INSTRUCTION: Count the lines in the rows below that contain the string "boat", with case counting. Reply with the number alone.

****************

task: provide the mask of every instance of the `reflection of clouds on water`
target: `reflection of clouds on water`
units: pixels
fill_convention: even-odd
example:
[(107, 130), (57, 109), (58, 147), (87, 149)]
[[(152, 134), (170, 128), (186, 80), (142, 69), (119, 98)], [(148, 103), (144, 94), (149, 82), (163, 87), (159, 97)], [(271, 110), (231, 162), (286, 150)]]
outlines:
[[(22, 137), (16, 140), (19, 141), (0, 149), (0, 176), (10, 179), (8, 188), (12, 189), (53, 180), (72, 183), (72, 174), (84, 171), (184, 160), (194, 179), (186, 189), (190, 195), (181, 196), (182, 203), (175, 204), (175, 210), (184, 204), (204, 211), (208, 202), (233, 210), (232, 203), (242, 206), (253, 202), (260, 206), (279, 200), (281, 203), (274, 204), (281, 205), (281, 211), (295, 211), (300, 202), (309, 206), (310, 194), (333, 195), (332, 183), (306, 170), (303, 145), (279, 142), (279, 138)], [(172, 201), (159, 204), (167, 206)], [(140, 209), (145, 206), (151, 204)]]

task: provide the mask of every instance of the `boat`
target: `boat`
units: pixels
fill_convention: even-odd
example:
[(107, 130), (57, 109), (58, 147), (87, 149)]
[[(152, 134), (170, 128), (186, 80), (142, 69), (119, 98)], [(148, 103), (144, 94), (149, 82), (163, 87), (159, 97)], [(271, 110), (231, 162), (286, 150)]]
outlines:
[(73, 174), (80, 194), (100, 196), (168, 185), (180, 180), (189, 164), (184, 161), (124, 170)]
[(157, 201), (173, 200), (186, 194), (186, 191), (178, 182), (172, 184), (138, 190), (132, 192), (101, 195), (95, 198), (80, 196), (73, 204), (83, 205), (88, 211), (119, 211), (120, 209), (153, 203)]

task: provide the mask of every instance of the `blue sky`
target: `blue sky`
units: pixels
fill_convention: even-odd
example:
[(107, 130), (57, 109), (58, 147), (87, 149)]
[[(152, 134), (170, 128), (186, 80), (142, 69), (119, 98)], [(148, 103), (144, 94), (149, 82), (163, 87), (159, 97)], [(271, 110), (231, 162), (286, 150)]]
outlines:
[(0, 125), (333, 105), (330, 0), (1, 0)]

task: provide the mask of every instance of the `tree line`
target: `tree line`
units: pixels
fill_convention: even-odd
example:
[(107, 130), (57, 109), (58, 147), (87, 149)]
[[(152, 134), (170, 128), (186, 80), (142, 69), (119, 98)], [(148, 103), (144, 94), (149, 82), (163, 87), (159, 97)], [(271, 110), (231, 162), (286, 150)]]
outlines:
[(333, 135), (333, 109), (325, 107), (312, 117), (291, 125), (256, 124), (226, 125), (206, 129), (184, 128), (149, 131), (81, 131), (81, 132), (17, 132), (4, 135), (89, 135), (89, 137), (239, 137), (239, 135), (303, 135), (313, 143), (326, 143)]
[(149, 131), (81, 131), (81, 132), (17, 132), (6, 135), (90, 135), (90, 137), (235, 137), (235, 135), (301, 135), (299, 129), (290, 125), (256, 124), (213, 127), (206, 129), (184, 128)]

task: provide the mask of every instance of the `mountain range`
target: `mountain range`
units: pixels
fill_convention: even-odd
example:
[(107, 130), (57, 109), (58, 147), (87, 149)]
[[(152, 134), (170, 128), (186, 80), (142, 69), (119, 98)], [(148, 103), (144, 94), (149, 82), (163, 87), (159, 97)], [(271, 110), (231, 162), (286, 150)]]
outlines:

****************

REPLY: 2